[Pointing dataset excerpts]

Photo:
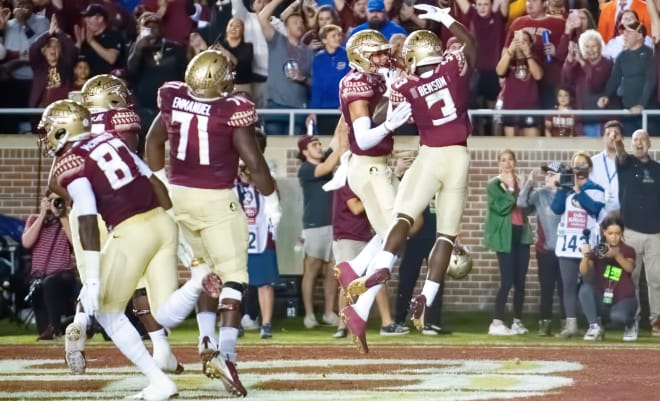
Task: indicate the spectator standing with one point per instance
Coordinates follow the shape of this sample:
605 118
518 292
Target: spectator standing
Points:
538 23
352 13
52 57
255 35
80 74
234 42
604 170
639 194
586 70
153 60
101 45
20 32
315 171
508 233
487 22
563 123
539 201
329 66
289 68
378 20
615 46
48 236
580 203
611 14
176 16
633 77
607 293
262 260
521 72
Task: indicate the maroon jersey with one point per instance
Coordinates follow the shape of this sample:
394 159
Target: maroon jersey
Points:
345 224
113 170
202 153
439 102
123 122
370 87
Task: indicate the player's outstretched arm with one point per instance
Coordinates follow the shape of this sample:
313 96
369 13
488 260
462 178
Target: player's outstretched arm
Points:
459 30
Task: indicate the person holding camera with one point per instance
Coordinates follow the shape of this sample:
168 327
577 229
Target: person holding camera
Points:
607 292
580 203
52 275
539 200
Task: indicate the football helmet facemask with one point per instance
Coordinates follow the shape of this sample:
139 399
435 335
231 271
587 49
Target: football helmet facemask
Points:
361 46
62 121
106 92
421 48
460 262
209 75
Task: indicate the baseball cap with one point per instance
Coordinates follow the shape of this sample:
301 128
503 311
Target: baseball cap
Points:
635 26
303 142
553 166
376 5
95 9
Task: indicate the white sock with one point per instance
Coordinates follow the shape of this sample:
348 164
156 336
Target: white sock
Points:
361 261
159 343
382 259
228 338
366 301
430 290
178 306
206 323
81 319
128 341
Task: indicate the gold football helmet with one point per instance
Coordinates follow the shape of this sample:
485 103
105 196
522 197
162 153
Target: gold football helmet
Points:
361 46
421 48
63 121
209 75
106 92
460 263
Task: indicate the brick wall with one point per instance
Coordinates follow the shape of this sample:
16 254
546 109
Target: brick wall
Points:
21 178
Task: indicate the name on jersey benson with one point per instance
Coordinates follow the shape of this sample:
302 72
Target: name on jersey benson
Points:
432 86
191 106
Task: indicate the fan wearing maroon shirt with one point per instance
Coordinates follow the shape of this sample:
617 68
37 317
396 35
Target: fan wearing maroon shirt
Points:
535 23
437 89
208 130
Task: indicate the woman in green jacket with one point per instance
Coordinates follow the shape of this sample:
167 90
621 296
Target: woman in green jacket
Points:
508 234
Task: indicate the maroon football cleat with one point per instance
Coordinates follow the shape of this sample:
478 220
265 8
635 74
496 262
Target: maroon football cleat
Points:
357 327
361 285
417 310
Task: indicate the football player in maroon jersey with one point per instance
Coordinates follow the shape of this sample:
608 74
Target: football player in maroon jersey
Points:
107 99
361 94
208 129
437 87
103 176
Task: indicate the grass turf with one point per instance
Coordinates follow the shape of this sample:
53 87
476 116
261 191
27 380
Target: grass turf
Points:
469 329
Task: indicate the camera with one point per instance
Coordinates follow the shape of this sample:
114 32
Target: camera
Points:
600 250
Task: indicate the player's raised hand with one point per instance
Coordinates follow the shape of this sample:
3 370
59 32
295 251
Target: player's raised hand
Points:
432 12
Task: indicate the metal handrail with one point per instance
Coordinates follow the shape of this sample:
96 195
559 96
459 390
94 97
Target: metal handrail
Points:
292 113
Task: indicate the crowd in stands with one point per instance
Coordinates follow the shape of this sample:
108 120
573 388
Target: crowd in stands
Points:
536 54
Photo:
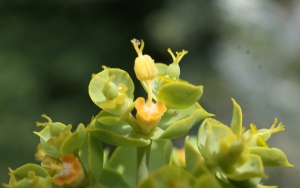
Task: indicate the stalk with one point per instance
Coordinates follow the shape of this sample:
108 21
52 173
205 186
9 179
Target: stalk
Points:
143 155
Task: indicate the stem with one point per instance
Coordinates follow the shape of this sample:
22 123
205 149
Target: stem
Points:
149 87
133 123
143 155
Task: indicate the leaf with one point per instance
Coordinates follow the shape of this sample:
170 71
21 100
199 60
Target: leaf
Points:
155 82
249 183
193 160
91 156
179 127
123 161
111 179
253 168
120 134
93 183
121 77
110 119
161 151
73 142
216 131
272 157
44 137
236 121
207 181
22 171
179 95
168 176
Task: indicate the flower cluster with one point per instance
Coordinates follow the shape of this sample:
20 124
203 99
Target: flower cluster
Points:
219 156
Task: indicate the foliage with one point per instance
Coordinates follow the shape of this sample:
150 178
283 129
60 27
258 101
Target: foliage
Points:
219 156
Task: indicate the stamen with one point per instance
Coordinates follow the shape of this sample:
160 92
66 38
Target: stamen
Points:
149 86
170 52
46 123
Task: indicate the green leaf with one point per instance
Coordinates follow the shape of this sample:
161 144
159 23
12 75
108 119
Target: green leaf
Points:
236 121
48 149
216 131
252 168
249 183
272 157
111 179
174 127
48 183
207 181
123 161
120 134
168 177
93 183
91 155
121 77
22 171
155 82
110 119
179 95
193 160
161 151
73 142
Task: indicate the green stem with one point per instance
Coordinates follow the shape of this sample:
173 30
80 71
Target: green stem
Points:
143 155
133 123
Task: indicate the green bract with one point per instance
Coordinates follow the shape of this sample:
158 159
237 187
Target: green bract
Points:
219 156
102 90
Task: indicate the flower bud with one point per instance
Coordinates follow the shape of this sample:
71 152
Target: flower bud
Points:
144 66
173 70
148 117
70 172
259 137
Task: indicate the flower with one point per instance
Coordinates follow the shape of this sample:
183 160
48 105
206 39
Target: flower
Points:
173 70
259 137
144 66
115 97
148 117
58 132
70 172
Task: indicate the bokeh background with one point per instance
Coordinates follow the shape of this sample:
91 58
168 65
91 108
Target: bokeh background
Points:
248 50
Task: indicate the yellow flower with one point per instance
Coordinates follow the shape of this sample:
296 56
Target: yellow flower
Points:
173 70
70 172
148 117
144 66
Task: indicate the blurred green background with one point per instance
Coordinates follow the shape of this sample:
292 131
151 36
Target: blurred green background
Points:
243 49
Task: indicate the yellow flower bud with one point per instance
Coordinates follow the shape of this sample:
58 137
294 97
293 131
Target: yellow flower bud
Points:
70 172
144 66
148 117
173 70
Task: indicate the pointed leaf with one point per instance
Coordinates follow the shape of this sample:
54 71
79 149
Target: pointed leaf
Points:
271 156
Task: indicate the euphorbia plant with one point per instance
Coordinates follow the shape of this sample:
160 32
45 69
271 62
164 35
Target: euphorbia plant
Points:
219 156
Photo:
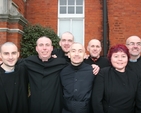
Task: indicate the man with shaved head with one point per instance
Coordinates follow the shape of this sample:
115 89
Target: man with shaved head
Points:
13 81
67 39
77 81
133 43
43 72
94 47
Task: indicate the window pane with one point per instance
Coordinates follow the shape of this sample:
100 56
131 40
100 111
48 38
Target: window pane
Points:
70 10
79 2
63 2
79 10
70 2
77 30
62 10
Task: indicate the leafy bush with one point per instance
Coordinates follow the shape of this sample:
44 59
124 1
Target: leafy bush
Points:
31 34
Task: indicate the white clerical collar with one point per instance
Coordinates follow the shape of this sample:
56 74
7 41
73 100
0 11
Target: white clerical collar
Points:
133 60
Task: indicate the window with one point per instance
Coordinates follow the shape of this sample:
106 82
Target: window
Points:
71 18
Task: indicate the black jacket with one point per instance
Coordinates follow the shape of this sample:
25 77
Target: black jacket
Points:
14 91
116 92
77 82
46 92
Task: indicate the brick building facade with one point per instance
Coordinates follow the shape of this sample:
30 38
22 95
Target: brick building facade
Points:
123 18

...

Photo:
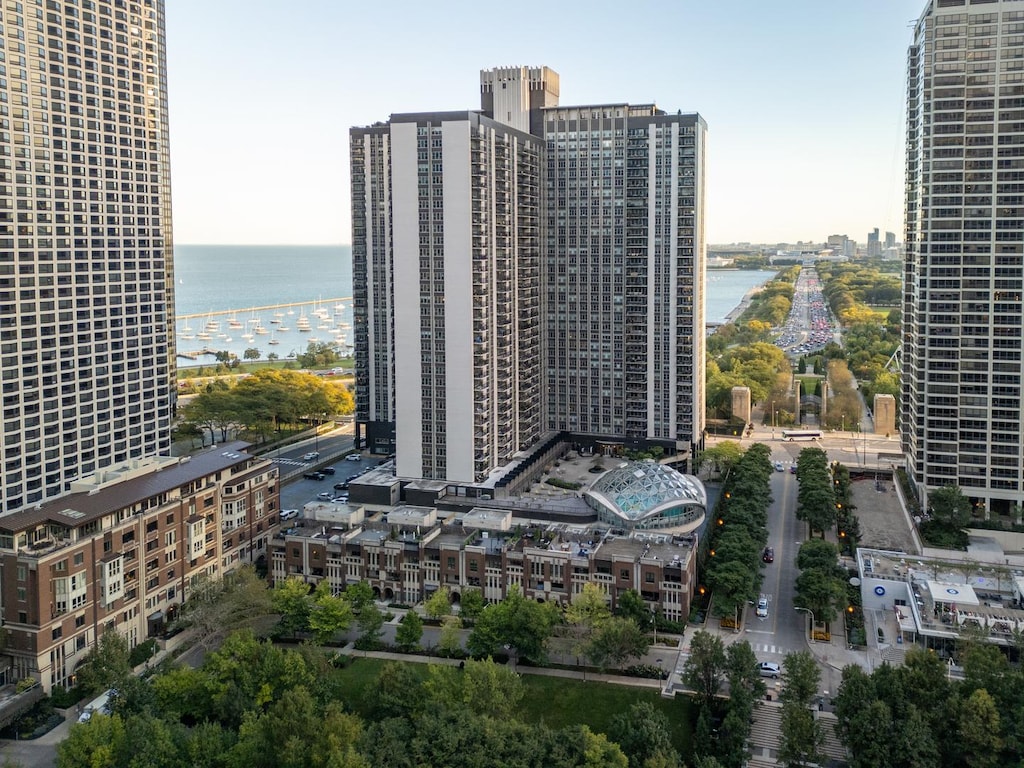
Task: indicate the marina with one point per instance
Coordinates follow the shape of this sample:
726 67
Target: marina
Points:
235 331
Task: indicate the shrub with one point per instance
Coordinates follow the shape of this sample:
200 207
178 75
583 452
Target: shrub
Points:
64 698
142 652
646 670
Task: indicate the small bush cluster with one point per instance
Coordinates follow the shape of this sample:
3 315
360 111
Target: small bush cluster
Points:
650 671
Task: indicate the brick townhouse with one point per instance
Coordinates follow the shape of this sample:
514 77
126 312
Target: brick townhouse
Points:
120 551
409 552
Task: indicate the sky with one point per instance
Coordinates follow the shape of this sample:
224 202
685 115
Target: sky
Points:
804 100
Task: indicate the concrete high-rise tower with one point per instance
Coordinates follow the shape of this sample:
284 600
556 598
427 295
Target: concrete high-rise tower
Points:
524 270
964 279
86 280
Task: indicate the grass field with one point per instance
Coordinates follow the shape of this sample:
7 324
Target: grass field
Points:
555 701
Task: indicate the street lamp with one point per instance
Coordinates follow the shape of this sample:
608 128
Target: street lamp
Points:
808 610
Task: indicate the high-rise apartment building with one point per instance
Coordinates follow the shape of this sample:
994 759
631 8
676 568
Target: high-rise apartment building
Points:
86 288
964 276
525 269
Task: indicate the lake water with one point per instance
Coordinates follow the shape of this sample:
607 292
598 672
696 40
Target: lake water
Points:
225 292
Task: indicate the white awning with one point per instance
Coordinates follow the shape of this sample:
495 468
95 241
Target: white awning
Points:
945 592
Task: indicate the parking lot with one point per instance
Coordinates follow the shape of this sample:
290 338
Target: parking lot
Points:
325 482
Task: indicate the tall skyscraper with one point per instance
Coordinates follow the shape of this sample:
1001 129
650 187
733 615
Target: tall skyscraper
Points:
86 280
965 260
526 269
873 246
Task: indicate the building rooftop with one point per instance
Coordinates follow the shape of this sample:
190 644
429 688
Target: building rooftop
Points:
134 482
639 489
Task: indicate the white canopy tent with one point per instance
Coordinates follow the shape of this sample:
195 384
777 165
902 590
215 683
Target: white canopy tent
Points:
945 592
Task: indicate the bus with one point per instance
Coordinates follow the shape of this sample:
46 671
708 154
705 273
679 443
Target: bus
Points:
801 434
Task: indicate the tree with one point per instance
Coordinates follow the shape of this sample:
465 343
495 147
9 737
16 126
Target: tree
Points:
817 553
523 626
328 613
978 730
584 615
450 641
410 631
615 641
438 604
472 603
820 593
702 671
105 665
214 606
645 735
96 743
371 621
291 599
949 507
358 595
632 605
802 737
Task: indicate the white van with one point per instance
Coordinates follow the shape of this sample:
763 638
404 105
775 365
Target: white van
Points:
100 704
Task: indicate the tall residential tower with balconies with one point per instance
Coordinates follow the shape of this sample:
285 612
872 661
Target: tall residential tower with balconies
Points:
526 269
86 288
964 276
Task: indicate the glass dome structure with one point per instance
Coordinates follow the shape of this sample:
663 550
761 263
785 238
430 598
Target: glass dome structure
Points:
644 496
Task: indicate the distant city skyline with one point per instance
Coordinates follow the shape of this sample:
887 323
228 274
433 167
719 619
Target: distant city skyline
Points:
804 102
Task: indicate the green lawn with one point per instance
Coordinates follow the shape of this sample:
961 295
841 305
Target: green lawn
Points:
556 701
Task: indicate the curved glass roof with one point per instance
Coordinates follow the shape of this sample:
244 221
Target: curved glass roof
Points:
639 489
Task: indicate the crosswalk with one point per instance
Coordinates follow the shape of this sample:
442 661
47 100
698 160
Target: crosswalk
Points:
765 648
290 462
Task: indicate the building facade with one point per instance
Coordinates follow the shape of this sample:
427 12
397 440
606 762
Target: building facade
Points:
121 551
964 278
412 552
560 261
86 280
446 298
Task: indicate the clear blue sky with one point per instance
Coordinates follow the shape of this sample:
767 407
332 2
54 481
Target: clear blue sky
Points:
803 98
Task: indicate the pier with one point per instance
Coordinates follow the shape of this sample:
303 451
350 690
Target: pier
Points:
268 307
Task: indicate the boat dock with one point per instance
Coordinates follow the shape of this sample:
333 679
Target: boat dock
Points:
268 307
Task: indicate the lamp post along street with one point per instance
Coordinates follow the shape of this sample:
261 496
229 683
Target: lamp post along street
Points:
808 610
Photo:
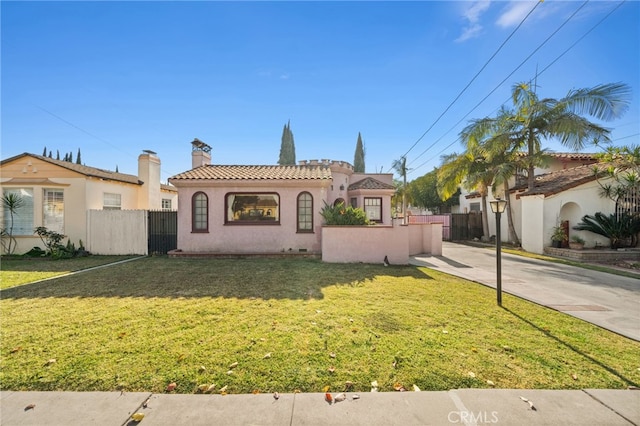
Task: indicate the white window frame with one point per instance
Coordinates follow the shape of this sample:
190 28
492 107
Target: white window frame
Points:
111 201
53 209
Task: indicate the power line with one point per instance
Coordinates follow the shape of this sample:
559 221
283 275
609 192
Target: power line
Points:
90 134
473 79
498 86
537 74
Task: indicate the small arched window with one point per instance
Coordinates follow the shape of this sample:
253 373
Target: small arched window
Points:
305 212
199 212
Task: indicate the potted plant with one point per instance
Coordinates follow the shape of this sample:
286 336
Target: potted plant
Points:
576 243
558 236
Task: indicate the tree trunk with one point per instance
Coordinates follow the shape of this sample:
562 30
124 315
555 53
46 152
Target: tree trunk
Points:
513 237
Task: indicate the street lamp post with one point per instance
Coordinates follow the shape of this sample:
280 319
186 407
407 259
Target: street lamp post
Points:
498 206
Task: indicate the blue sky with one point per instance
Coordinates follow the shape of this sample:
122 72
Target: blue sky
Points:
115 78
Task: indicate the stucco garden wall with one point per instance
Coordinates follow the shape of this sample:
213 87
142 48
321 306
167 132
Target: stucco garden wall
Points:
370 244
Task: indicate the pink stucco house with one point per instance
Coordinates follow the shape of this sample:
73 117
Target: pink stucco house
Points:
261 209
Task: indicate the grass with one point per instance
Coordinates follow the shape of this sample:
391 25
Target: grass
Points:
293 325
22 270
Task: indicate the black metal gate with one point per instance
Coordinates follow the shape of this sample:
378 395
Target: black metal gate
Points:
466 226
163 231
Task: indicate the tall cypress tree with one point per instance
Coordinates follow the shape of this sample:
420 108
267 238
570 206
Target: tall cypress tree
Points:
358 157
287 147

_WORK TO COMPLETE_
How many lines in the entries above contain the word "holding"? Reply with the number alone.

_OUTPUT FOR THIS EXERCISE_
2